Fragmento seleccionado =
La credulidad infantil no es una fragilidad que deba corregirse. Es un gesto profundo de confianza, un modo de habitar el mundo cuando aún no hay certezas. Y lo que los adultos hagamos con esa entrega —o lo que omitamos— deja marcas.
Desde que nacemos, necesitamos creer para poder vivir. Creemos en quien nos nombra, nos cuida, nos dice qué está bien y qué está mal. Esa credulidad no es ingenuidad: es una condición vital.
La etimología no es solo una curiosidad lingüística: revela cómo pensamos. La palabra credulidad proviene del latín credulitas, derivada de credere: creer. Se la asocia con la tendencia a aceptar sin evidencia o análisis crítico. Algo que, en general, se considera negativo.
Pero en la infancia, esa tendencia no lo es: es una vía de supervivencia psíquica.

Un niño nace indefenso, pero no llega como una tabula rasa. Lo acompaña un bagaje que no es solo biológico: lo preceden deseos, proyecciones, palabras que lo nombraron antes de nacer.
Y necesita del otro para significar el mundo: qué se valora y qué se desprecia, qué es lindo y qué es vergonzoso, quiénes son los buenos y quiénes los peligrosos.

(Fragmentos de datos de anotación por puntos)
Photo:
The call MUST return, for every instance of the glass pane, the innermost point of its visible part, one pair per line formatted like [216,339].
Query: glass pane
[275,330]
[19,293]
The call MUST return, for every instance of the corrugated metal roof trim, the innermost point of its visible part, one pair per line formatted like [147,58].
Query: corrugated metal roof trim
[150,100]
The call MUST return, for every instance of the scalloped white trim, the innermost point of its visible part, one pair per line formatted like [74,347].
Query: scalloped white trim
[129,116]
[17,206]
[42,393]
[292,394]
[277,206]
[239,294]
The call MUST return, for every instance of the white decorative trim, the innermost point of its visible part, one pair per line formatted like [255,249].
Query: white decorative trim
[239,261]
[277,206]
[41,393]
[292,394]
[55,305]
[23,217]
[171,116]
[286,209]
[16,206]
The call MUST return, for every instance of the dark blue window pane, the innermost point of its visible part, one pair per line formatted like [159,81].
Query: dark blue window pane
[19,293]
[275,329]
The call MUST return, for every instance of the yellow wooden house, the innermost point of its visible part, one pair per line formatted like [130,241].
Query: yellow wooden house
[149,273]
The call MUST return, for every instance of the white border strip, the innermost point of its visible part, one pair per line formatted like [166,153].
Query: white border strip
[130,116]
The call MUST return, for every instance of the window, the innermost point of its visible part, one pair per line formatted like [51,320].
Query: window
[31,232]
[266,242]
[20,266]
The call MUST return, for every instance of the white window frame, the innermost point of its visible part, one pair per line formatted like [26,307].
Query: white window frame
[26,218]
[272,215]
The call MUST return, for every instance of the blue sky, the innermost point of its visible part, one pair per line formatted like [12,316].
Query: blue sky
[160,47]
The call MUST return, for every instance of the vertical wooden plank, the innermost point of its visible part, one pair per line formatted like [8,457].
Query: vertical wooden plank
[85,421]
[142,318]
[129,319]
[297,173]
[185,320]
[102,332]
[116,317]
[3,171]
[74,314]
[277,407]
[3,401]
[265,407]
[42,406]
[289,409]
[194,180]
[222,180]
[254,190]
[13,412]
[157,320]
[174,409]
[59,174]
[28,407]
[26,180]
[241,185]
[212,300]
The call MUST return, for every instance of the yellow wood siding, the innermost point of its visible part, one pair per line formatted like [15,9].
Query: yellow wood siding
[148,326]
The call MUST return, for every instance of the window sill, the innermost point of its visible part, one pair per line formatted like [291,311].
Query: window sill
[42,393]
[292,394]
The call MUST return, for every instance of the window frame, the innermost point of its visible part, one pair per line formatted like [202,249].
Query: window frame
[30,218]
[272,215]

Tareas a realizar =
1 - Transcribe del texto sobre la credulidad infantil el pasaje que va desde "Desde que nacemos, necesitamos" hasta "de supervivencia psíquica.", ambos incluidos.
2 - Indica, según el texto sobre la credulidad infantil, de qué palabra latina proviene "credulidad".

Respuestas por tarea =
1 -
Desde que nacemos, necesitamos creer para poder vivir. Creemos en quien nos nombra, nos cuida, nos dice qué está bien y qué está mal. Esa credulidad no es ingenuidad: es una condición vital.
La etimología no es solo una curiosidad lingüística: revela cómo pensamos. La palabra credulidad proviene del latín credulitas, derivada de credere: creer. Se la asocia con la tendencia a aceptar sin evidencia o análisis crítico. Algo que, en general, se considera negativo.
Pero en la infancia, esa tendencia no lo es: es una vía de supervivencia psíquica.

2 - Proviene del latín credulitas, derivada de credere: creer.